— TASK OBJECTIVE —
Copy out every line in the stretch from the line containing "Reviewer note: make sure every instance of the white door" through the end of the material, requests included. Add 112 to each coordinate in the answer points, and leave the sample points inside the requests unchanged.
------------
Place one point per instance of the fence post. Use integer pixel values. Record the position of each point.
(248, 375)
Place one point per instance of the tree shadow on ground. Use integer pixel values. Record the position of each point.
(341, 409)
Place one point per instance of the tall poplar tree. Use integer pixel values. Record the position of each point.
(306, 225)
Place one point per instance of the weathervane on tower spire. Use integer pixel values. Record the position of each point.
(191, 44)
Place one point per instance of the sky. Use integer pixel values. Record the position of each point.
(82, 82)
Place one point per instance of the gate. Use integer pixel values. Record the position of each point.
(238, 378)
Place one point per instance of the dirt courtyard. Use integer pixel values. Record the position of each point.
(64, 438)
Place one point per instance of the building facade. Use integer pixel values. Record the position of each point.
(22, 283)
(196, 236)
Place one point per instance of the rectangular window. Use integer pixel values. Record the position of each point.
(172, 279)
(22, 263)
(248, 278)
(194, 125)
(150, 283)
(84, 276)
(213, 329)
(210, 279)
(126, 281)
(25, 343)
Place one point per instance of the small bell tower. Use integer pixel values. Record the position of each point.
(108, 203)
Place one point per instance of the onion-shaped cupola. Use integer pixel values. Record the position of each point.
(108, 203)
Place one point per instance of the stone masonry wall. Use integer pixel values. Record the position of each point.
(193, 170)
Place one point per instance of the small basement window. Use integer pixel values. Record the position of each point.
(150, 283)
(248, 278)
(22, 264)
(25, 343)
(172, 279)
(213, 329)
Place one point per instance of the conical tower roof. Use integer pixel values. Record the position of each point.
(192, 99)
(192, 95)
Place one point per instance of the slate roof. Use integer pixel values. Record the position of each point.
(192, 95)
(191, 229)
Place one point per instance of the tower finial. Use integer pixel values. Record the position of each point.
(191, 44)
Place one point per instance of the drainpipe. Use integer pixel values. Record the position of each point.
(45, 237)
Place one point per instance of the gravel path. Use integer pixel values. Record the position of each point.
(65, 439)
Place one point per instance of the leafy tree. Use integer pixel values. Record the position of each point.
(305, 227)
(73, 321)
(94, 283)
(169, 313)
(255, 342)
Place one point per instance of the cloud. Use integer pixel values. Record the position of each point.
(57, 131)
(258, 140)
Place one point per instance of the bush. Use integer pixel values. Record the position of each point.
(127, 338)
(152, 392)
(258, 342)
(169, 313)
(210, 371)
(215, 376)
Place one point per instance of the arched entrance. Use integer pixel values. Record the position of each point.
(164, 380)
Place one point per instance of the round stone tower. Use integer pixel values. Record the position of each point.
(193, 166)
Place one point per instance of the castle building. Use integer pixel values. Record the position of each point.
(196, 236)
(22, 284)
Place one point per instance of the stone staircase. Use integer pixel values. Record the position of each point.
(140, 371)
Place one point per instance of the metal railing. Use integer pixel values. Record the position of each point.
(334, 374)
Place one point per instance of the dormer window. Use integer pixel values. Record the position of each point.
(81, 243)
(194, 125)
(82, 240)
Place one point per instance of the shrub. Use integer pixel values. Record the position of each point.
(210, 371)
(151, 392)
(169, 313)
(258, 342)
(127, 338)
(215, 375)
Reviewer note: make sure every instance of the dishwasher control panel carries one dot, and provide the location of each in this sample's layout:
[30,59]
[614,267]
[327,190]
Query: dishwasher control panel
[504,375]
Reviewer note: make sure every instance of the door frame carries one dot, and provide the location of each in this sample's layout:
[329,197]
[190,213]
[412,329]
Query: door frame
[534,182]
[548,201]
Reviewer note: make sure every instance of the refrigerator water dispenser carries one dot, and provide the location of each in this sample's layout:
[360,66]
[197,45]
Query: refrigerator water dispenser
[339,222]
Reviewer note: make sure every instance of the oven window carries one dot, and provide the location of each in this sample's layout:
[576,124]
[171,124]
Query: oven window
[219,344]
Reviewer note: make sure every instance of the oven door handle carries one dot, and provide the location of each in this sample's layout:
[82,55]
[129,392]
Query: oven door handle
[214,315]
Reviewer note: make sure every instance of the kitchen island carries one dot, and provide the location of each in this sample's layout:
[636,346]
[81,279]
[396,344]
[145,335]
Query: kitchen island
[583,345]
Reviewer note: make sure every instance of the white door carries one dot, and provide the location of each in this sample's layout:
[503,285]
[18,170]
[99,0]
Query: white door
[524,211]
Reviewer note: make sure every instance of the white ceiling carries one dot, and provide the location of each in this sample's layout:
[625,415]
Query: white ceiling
------------
— SOLUTION FOR THIS EXERCISE —
Reviewer note: make sure every instance of the white door carries one dot, and provide the location of each in this sample's layout:
[503,285]
[18,170]
[99,0]
Query: white door
[636,323]
Reviewer note: make sure every instance of the white ceiling carries one dot, and provide the location of each in this sample's layout:
[625,415]
Query: white ceiling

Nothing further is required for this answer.